[Problem details]: In the data below, find the line containing "Identify the whale eye", then set down that line and every later line up to and including the line containing "Identify the distant town", exactly.

=== Record excerpts ===

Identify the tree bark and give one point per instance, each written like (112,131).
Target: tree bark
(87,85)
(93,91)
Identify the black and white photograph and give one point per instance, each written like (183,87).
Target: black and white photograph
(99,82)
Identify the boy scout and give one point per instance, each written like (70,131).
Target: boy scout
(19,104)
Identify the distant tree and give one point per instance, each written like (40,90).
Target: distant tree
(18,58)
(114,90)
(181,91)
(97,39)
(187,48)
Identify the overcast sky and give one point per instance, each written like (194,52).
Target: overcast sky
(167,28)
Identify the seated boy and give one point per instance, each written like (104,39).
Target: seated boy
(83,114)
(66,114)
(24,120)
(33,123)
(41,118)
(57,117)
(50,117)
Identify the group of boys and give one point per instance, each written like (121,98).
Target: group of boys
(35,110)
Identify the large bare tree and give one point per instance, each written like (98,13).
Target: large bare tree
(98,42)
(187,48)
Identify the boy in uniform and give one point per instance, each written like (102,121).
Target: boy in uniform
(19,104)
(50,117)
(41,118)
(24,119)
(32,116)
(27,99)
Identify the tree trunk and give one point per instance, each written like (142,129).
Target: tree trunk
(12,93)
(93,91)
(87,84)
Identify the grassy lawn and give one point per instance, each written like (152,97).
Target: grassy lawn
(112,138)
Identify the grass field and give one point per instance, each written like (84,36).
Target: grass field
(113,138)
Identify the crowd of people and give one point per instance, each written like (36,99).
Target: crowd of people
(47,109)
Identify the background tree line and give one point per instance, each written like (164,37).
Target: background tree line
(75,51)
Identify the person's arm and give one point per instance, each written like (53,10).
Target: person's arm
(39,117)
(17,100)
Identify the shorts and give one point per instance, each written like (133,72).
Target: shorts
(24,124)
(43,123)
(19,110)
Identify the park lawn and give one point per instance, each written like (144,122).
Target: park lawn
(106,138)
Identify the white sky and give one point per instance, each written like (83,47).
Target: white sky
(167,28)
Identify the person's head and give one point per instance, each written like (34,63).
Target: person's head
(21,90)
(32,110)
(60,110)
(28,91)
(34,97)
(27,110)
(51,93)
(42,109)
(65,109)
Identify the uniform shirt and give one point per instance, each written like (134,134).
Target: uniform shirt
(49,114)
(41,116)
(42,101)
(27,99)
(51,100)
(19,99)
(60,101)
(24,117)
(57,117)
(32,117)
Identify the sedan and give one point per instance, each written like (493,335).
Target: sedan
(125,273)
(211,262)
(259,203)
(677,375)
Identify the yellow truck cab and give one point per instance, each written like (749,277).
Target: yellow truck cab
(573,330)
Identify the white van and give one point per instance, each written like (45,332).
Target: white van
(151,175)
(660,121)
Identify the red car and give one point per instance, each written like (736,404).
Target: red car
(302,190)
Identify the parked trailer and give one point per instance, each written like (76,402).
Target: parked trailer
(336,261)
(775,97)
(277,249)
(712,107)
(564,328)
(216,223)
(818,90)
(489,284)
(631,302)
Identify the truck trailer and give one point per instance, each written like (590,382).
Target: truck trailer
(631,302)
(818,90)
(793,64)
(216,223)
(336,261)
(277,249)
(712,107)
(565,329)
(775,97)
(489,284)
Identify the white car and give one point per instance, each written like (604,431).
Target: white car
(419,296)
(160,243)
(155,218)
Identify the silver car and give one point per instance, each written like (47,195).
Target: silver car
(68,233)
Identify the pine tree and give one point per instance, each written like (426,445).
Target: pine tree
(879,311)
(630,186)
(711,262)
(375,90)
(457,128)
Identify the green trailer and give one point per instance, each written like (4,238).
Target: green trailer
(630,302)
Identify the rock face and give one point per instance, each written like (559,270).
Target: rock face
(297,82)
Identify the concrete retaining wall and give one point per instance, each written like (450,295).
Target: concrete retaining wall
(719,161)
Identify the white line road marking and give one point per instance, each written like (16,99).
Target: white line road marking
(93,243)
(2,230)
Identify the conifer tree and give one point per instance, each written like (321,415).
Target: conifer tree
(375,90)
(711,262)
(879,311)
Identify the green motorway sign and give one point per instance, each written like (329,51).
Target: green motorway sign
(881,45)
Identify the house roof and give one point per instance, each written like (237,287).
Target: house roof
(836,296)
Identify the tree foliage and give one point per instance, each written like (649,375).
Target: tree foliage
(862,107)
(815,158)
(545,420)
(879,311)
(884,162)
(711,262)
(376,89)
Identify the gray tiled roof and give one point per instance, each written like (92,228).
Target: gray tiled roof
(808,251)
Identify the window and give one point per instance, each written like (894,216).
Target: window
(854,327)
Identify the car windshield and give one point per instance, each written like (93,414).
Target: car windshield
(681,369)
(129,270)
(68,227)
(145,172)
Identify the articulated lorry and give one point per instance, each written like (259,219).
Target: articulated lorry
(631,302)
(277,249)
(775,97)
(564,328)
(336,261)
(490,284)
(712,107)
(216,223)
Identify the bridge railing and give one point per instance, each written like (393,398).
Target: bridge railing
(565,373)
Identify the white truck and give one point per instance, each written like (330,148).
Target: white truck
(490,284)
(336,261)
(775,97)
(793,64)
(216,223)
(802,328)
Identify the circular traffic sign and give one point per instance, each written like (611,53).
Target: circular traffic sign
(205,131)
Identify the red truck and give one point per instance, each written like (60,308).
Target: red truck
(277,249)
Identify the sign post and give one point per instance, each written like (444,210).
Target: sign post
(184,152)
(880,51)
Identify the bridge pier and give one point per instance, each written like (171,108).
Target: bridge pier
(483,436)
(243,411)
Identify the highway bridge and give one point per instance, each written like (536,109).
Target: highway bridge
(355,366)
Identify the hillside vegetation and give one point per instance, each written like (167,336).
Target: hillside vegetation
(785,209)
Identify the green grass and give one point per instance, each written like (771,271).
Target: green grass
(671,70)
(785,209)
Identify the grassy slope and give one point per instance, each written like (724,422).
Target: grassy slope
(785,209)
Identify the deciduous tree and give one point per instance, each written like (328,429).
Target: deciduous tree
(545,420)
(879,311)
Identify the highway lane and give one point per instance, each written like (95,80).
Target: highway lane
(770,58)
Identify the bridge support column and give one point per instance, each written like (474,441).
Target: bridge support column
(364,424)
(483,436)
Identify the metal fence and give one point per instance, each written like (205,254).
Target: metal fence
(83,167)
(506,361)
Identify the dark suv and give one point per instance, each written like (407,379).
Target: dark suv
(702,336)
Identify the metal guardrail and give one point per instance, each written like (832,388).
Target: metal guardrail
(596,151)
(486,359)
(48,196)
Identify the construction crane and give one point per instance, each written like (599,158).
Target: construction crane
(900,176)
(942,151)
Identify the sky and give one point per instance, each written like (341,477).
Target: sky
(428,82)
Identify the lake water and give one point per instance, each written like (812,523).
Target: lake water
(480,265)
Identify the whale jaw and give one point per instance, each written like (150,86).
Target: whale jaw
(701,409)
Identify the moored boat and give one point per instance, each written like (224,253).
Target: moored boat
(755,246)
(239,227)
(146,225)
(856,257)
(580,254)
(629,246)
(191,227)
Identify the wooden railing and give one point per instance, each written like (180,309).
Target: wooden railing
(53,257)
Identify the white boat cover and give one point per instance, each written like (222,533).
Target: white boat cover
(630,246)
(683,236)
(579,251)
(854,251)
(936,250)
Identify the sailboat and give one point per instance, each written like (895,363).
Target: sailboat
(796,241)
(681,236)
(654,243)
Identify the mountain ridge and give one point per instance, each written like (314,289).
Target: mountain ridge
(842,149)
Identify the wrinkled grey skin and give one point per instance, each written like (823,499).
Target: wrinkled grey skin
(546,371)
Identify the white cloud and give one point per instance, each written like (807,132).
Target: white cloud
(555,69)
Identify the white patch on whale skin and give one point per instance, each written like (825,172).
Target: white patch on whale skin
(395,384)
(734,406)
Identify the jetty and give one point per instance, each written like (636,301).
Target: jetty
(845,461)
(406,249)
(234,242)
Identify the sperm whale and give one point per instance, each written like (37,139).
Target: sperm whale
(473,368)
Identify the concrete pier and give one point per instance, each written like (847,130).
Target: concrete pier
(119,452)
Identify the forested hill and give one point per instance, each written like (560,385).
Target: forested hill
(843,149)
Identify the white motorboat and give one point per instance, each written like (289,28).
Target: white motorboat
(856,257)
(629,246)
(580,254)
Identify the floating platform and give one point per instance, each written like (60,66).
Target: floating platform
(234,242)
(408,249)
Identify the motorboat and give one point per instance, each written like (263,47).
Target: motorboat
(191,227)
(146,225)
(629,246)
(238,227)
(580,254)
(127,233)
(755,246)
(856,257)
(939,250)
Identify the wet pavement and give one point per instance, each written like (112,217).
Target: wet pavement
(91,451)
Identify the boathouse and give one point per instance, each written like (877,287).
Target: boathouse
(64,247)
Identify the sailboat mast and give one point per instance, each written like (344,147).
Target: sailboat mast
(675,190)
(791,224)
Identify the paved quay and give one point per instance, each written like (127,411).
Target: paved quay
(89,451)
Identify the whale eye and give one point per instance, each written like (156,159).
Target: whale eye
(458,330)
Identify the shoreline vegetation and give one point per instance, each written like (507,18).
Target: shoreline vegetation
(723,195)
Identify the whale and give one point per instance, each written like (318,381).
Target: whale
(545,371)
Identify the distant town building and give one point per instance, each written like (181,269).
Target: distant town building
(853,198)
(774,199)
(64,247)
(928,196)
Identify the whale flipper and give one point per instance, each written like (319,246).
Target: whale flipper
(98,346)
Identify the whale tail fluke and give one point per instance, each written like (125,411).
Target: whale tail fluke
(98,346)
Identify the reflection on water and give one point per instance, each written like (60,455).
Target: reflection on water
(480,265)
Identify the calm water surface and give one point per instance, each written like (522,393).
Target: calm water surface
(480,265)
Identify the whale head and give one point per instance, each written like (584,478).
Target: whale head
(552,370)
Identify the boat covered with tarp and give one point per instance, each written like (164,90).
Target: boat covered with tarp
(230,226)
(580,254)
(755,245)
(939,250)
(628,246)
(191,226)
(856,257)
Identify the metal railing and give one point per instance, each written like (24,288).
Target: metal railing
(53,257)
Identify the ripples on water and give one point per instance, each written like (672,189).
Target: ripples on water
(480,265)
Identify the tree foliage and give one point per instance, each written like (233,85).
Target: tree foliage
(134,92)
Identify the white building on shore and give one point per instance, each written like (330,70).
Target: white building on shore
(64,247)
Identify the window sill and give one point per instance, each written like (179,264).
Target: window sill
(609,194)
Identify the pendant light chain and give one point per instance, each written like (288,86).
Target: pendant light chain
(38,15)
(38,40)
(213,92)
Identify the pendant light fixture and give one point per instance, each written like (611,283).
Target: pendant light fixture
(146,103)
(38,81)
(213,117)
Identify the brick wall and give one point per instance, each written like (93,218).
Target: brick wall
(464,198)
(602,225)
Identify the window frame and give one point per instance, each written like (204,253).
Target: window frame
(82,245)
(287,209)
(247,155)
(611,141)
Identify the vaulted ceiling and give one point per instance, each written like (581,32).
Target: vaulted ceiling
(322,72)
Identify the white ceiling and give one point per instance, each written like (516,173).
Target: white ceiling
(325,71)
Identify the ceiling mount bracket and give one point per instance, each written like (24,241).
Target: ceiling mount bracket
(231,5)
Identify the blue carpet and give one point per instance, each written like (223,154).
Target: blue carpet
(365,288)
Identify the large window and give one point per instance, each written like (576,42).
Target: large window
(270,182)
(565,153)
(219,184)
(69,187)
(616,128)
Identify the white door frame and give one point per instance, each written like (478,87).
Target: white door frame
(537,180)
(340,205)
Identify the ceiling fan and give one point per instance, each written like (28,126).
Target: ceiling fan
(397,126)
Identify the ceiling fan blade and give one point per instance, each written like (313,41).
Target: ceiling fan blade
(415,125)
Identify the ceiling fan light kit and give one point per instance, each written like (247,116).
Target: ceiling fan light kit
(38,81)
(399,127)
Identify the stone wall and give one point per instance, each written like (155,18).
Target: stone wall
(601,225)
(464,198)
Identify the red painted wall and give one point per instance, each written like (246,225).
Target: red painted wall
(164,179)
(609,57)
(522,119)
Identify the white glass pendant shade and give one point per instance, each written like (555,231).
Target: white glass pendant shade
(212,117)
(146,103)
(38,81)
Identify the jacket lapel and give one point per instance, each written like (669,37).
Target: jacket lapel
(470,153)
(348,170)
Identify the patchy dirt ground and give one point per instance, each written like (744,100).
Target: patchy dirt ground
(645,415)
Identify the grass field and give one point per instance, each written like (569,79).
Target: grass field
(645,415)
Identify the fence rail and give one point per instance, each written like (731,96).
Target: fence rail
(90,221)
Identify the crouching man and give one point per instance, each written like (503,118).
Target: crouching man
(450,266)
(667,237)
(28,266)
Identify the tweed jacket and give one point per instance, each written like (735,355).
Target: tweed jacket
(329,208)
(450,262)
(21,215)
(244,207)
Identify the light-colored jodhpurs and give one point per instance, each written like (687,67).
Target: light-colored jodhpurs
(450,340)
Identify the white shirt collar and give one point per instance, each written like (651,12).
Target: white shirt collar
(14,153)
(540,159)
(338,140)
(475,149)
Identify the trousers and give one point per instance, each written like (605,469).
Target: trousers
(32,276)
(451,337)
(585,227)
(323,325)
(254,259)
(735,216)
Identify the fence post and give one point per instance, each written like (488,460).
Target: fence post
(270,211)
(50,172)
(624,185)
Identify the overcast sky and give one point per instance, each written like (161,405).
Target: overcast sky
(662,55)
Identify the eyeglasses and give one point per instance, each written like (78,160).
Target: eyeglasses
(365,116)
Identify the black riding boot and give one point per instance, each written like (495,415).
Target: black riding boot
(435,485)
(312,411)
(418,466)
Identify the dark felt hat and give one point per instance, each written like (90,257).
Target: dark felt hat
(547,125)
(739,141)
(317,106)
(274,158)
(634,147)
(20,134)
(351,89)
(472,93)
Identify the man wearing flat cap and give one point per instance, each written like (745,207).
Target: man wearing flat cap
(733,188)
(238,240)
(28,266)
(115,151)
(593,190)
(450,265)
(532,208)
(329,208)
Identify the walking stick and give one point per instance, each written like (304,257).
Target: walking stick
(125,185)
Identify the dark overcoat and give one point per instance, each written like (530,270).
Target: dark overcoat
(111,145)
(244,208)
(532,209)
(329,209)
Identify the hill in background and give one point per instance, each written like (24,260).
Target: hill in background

===

[Result for this exercise]:
Identify the whale eye and give one point per instance, each written like (156,159).
Target: whale eye
(458,330)
Identify the shoreline vegetation and give one point per instance, each written like (507,18).
Target: shoreline vegetation
(723,195)
Identify the whale and give one point per instance, each written like (318,381).
Target: whale
(545,371)
Identify the distant town building and give one point per instance, each written like (181,269).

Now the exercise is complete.